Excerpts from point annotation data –
※

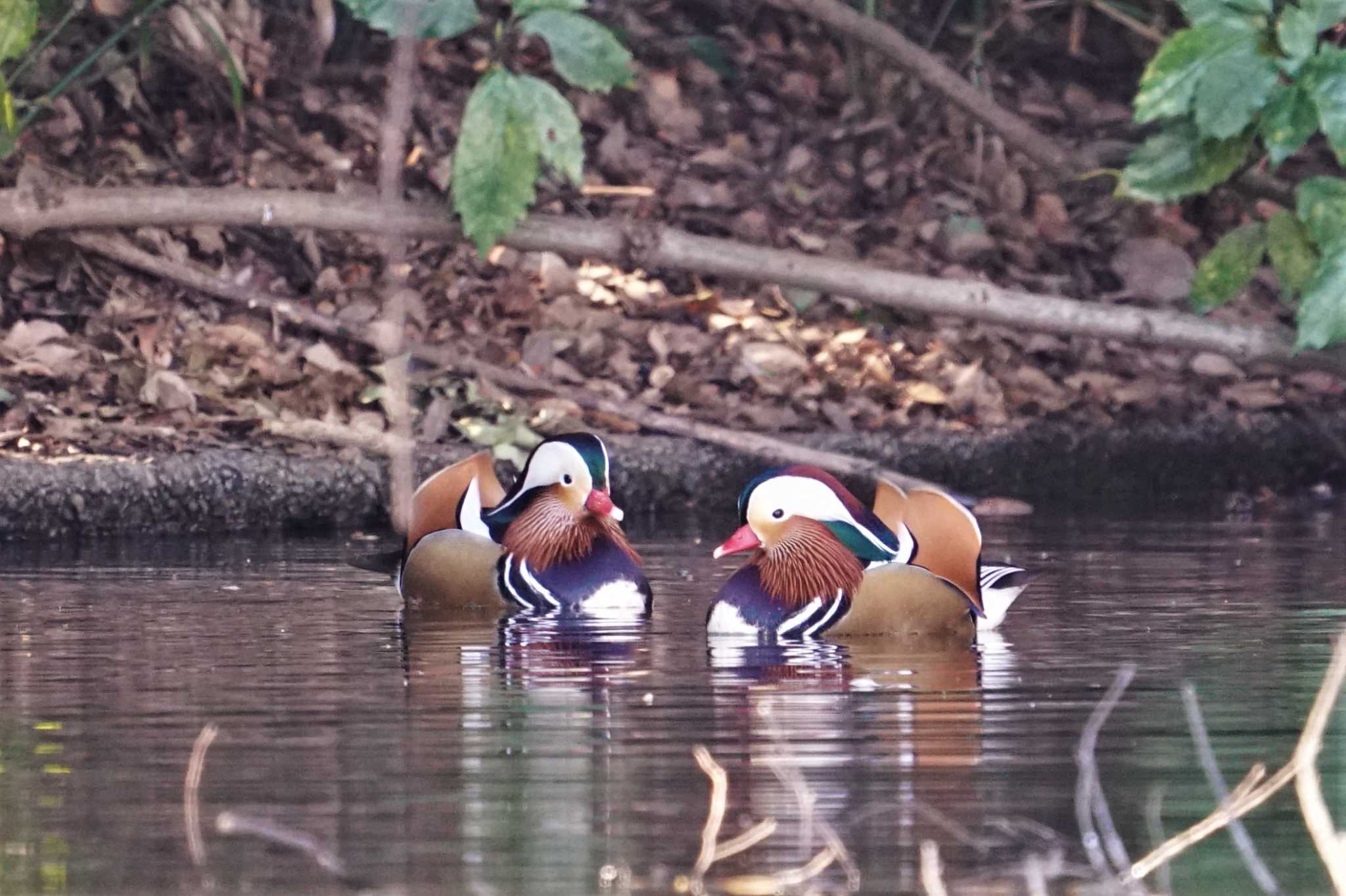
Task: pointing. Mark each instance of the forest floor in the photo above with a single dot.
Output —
(765, 129)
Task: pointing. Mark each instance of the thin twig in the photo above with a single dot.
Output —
(1155, 828)
(770, 884)
(747, 840)
(392, 141)
(1309, 785)
(29, 210)
(1243, 841)
(1089, 798)
(932, 871)
(191, 793)
(463, 363)
(229, 822)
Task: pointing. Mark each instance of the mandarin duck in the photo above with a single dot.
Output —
(552, 543)
(824, 563)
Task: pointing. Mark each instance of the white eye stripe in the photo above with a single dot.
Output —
(547, 467)
(806, 497)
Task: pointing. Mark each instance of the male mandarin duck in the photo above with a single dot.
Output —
(552, 543)
(825, 564)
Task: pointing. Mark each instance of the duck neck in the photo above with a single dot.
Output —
(548, 532)
(808, 563)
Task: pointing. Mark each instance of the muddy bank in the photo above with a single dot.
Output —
(1050, 464)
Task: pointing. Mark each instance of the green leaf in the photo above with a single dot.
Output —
(1291, 254)
(421, 18)
(1324, 78)
(1287, 123)
(496, 160)
(1232, 91)
(1326, 12)
(526, 7)
(1229, 267)
(583, 51)
(1322, 311)
(557, 127)
(1321, 206)
(1176, 162)
(1233, 12)
(18, 24)
(1298, 33)
(1170, 79)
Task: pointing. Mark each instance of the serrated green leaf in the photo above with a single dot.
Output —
(1322, 311)
(1232, 91)
(1171, 78)
(557, 127)
(1291, 254)
(421, 18)
(1228, 267)
(1298, 33)
(583, 51)
(1176, 162)
(1321, 206)
(1287, 123)
(18, 24)
(1324, 78)
(496, 162)
(1232, 12)
(526, 7)
(1326, 12)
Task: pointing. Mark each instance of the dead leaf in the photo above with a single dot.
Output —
(1154, 268)
(170, 392)
(35, 349)
(925, 393)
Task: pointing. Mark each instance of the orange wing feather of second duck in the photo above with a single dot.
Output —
(948, 537)
(435, 502)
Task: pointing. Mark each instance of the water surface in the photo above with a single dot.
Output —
(535, 755)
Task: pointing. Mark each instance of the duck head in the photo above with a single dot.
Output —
(559, 505)
(810, 536)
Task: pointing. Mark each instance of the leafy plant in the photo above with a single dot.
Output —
(515, 123)
(18, 29)
(1247, 77)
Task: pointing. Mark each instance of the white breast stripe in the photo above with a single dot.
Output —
(832, 611)
(536, 585)
(509, 585)
(906, 544)
(470, 514)
(799, 618)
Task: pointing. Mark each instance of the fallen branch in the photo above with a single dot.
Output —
(1015, 131)
(29, 210)
(461, 362)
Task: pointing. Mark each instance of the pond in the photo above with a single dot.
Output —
(536, 757)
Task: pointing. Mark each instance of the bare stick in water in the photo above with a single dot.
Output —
(1309, 785)
(229, 822)
(191, 793)
(1089, 798)
(1251, 794)
(932, 871)
(715, 813)
(1243, 841)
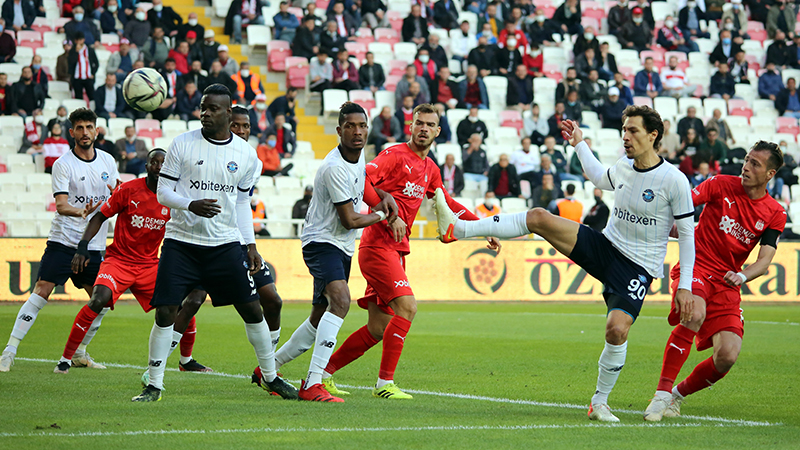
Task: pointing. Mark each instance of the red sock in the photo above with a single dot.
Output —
(703, 376)
(355, 346)
(678, 347)
(187, 341)
(393, 339)
(81, 325)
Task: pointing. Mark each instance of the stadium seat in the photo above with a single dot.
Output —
(363, 98)
(333, 100)
(386, 35)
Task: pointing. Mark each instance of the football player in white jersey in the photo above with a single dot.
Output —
(207, 180)
(651, 195)
(83, 179)
(329, 241)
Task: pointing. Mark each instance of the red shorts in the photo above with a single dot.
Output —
(385, 272)
(723, 310)
(120, 276)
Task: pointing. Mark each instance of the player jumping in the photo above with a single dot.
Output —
(405, 172)
(81, 181)
(651, 194)
(131, 261)
(328, 241)
(739, 214)
(206, 180)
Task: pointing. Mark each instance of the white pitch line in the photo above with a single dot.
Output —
(358, 430)
(721, 420)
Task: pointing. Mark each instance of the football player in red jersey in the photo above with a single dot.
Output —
(405, 172)
(738, 214)
(131, 261)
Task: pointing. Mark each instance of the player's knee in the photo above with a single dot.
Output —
(616, 334)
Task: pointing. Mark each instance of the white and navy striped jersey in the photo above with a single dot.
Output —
(337, 182)
(646, 204)
(82, 180)
(206, 169)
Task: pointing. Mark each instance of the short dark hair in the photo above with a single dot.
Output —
(350, 108)
(650, 119)
(239, 109)
(217, 89)
(775, 160)
(82, 115)
(426, 108)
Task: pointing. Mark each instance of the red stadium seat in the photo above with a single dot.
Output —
(387, 35)
(363, 98)
(397, 67)
(277, 52)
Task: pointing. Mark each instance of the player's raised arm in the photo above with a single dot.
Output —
(683, 211)
(598, 174)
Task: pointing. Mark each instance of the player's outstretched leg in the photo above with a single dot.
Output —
(160, 340)
(258, 335)
(610, 364)
(394, 337)
(25, 320)
(356, 345)
(676, 353)
(727, 346)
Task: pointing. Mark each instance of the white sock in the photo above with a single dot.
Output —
(609, 366)
(500, 226)
(176, 341)
(676, 393)
(25, 319)
(160, 338)
(274, 338)
(92, 330)
(302, 339)
(258, 335)
(328, 328)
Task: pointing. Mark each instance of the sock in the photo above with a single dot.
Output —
(393, 339)
(274, 338)
(675, 354)
(323, 348)
(609, 366)
(92, 330)
(25, 319)
(302, 339)
(703, 376)
(83, 321)
(187, 341)
(258, 335)
(160, 339)
(352, 349)
(500, 226)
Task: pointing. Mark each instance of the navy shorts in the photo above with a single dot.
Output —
(56, 266)
(625, 282)
(326, 263)
(220, 271)
(264, 276)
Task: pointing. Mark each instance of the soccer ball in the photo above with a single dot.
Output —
(144, 89)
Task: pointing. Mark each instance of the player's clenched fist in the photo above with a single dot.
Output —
(207, 207)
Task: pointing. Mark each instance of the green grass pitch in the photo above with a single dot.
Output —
(483, 375)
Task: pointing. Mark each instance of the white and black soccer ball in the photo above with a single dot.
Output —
(144, 89)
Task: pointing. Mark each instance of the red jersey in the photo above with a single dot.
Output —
(140, 223)
(400, 172)
(731, 224)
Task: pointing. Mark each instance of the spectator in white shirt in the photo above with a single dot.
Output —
(674, 81)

※

WORK INSTRUCTIONS – Copy out all of the material above word for word, leaving out the pictures.

FINAL RESULT –
Task: pointing. Mark each instance of the forest floor in the photo above with a single dot.
Output —
(765, 129)
Task: pointing. Mark each instance of the thin twig in the photo above with a single dot.
Output —
(1155, 828)
(770, 884)
(747, 840)
(392, 141)
(1309, 785)
(29, 210)
(1243, 841)
(1089, 798)
(932, 871)
(191, 793)
(463, 363)
(229, 822)
Task: pointing. Mark each instance of the mandarin duck in the photo above with a single dot.
Output —
(552, 543)
(824, 563)
Task: pointing. Mark each instance of the white eye stripe in the photo above with a single dot.
Output —
(547, 467)
(806, 497)
Task: pointing. Mark each instance of the male mandarin duck in the photo above with a single dot.
Output —
(552, 543)
(825, 564)
Task: pointing. Mark each instance of the duck neck in the photo above with a single dot.
Output —
(548, 532)
(808, 563)
Task: pointing. Mark each instance of the muddy bank in the photo above with a single dot.
Output —
(1050, 464)
Task: pointing. Mark each instance of the green leaf in the photo above with a single dot.
Output —
(1291, 254)
(421, 18)
(1324, 78)
(1287, 123)
(496, 160)
(1232, 91)
(1326, 12)
(526, 7)
(1229, 267)
(583, 51)
(1322, 311)
(557, 127)
(1321, 206)
(1176, 162)
(1233, 12)
(18, 24)
(1298, 33)
(1170, 79)
Task: pointing. Mark each instance of the serrated green leaf in the photo above with a single dot.
Output —
(1322, 311)
(1232, 91)
(1171, 78)
(557, 127)
(1291, 254)
(421, 18)
(1228, 267)
(1298, 33)
(583, 51)
(1176, 162)
(1321, 206)
(1287, 123)
(18, 24)
(1324, 78)
(496, 162)
(1232, 12)
(526, 7)
(1326, 12)
Task: pointing. Mark each instance of the dead leaf in the photo above with a single dot.
Output —
(1154, 268)
(170, 392)
(35, 349)
(925, 393)
Task: pointing. Mark each instance of the orange wing feather of second duck in the photo above with a single dot.
Output —
(948, 537)
(435, 502)
Task: pointing. Mark each instance of the water surface in the photo above with a single dot.
Output —
(535, 755)
Task: pointing. Mark each instance of the duck head in the photo above with a single dot.
Output —
(559, 505)
(810, 536)
Task: pointing. Mark each instance of the leafy plant in the photo above with a single dot.
Output —
(515, 123)
(18, 29)
(1247, 77)
Task: pointing. Mark each instance of the white breast stripe in the photo above with a single dot.
Output —
(832, 611)
(536, 585)
(509, 585)
(906, 544)
(470, 514)
(799, 618)
Task: pointing. Mark each instance of the fallen branch in the photo above with a single dot.
Output —
(1015, 131)
(29, 210)
(461, 362)
Task: pointing. Mark each instance of the pond in the photo above with a single dot.
Output —
(536, 757)
Task: pointing. Mark each instance of the bare stick in water in the photo above with a single dot.
Output —
(1309, 785)
(229, 822)
(191, 793)
(1089, 798)
(1251, 794)
(932, 871)
(715, 813)
(1243, 841)
Task: pointing. Mark each instance of the red sock in the photo above with a single dot.
Output —
(703, 376)
(355, 346)
(678, 347)
(187, 341)
(393, 339)
(81, 325)
Task: pointing. Mark each instance of the stadium seat in the photo above with a single dot.
Output —
(363, 98)
(333, 100)
(386, 35)
Task: pointing. Mark each instance of the football player in white jersey in the photo above with a single dot.
Output —
(207, 180)
(651, 195)
(83, 179)
(329, 241)
Task: pointing. Mark each instance of the red shorts in the photo above with a single dot.
Output —
(385, 272)
(723, 310)
(120, 276)
Task: pointing. Mark each instance of the player jumping in the photo above with a single dot.
Output —
(405, 172)
(81, 181)
(651, 194)
(131, 261)
(328, 241)
(739, 214)
(206, 180)
Task: pointing. Mark each instance of the white pitch line in the photo above with a single dot.
Output —
(358, 430)
(721, 420)
Task: pointing. Mark each instance of the football player in red jersey in the photo above with a single dot.
Output —
(405, 172)
(738, 214)
(131, 261)
Task: pointing. Mark each instance of the player's knee in the photo above with a single dot.
Output —
(616, 334)
Task: pointing. Mark each instance of the white and navy striped jersey in the photo above with a single dot.
Output —
(337, 182)
(646, 204)
(82, 180)
(206, 169)
Task: pointing. Mark each instance of the short dark hair in the photo above with a single dot.
Output —
(350, 108)
(650, 119)
(239, 109)
(217, 89)
(775, 160)
(82, 115)
(426, 108)
Task: pointing. Mark each instance of the red stadium seat in the photo above with a single dot.
Output —
(387, 35)
(363, 98)
(397, 67)
(277, 52)
Task: pointing. Mark each instance of the player's raised arm in the photo above with a single dot.
Output —
(683, 211)
(598, 174)
Task: pointing. Mark each instance of the player's outstretched leg in the photo above with a single dot.
Output —
(160, 340)
(258, 335)
(610, 364)
(394, 337)
(25, 320)
(356, 345)
(676, 353)
(727, 346)
Task: pointing. Mark each instance of the white sock in the photo above with a single dot.
Output —
(609, 366)
(500, 226)
(176, 341)
(676, 393)
(25, 319)
(160, 338)
(274, 338)
(92, 330)
(302, 339)
(258, 335)
(328, 328)
Task: pointing. Mark each instance of the sock in the photo above with a single dot.
Output —
(393, 339)
(274, 338)
(675, 354)
(323, 348)
(609, 366)
(92, 330)
(25, 319)
(302, 339)
(703, 376)
(83, 321)
(187, 341)
(258, 335)
(160, 339)
(352, 349)
(500, 226)
Task: pointing. Mark each instance of the navy shorts in the photo above with a single dot.
Output —
(56, 266)
(625, 282)
(326, 263)
(220, 271)
(264, 276)
Task: pointing. Mark each instance of the soccer ball in the photo above with a single dot.
Output —
(144, 89)
Task: pointing. Mark each instance of the player's clenched fist in the photo above with a single dot.
Output —
(207, 207)
Task: pointing. Mark each instance of the green grass pitch in the photo above with a single dot.
Output —
(483, 375)
Task: pointing. Mark each instance of the white and black soccer ball in the photo above with a single dot.
Output —
(144, 89)
Task: pointing. Mark each instance of the red jersey in the photo above with a single dot.
Output —
(140, 223)
(400, 172)
(731, 224)
Task: pointing. Mark each instance of the spectator in white shirt in the photo above with a single dot.
Output —
(674, 81)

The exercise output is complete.